── Text section
These are the key concepts you need to understand to accurately answer the question.

Standard State of Elements
In chemistry, the concept of the standard state of elements helps us understand how elements behave under specific conditions. The standard state is defined as the element's most stable form at a pressure of 1 atmosphere and a temperature of 298 K (25°C). This is crucial when calculating various thermodynamic properties, such as enthalpy of formation.

Here are some key points to remember about standard states:
  • For gases, the standard state is usually the most stable gaseous form at 1 atm and 298K.
  • For solids and liquids, it is the form that exists most commonly at 1 atm and 298K.
  • Any deviation from this state is not considered a standard state.
When elements are in their standard state, their enthalpy of formation is considered zero. For example, chlorine (Cl2) is stable as a gas in its standard state, which is why its enthalpy of formation is zero. Understanding this concept is essential for correctly interpreting thermodynamic data.
Diatomic Molecules
Diatomic molecules are molecules composed of only two atoms, and they are a common form in which many gases exist naturally. The term 'diatomic' specifically refers to these bonds only involving two atoms, which can be of the same or different chemical elements.

Some elements frequently found as diatomic molecules at standard conditions include:
  • Hydrogen (H2)
  • Nitrogen (N2) (although in the exercise, it should be noted that N2 exists as a gas, not a liquid, in its standard state)
  • Oxygen (O2)
  • Fluorine (F2)
  • Chlorine (Cl2)
The stable nature of these diatomic molecules under standard conditions means that their enthalpy of formation is zero. It's essential to recognize these natural forms when working with chemical reactions and thermodynamics.
────
Short task 1 - Update the records starting at the first one and ending at the line containing "[[240, 283, 527, 480]]" by replacing "palm tree" with "coconut palm" and keeping everything else the same.
── Records supplied
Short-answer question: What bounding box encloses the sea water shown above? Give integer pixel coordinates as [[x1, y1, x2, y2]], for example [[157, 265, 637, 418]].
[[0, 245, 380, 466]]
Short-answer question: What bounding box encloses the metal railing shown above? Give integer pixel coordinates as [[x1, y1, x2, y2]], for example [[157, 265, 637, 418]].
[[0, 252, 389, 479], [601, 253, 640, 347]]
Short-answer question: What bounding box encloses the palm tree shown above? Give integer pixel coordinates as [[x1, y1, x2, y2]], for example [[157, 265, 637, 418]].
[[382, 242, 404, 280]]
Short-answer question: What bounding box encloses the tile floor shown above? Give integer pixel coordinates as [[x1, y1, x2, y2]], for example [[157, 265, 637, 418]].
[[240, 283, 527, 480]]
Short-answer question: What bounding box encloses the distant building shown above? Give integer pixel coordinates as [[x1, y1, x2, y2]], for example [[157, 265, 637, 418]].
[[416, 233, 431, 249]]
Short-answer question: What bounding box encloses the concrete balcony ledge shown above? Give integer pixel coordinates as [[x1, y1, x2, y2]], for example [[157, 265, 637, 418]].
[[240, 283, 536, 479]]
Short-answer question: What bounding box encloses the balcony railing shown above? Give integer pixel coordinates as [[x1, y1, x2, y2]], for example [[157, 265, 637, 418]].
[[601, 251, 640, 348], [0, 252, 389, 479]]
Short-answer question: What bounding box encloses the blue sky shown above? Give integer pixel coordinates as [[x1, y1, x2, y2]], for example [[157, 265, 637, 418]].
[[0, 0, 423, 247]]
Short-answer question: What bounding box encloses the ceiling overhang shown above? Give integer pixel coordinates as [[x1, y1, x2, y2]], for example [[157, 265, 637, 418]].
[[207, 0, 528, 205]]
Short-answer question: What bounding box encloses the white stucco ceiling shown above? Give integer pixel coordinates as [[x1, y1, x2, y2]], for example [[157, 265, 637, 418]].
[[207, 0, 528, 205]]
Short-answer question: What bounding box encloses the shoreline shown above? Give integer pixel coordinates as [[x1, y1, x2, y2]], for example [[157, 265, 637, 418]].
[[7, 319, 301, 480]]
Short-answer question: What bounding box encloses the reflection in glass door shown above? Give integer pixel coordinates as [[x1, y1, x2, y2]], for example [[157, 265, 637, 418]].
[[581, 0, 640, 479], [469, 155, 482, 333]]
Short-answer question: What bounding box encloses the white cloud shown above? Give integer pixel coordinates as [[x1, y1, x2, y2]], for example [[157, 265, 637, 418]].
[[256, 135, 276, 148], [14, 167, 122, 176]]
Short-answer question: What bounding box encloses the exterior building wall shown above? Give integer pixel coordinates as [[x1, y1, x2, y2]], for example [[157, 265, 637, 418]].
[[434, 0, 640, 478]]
────
Short task 2 - From the text on standard states, reproduce word for word the part starting at "Here are some" and ending at "form at 1 atm and 298K.".

Response 1 -
Short-answer question: What bounding box encloses the sea water shown above? Give integer pixel coordinates as [[x1, y1, x2, y2]], for example [[157, 265, 637, 418]].
[[0, 245, 380, 466]]
Short-answer question: What bounding box encloses the metal railing shown above? Give integer pixel coordinates as [[x1, y1, x2, y2]], for example [[157, 265, 637, 418]].
[[0, 252, 389, 479], [601, 253, 640, 347]]
Short-answer question: What bounding box encloses the coconut palm shown above? Give integer pixel coordinates as [[x1, y1, x2, y2]], for example [[157, 265, 637, 418]].
[[382, 242, 404, 280]]
Short-answer question: What bounding box encloses the tile floor shown above? Give integer pixel coordinates as [[x1, y1, x2, y2]], for example [[157, 265, 637, 418]].
[[240, 283, 527, 480]]

Response 2 -
Here are some key points to remember about standard states:
  • For gases, the standard state is usually the most stable gaseous form at 1 atm and 298K.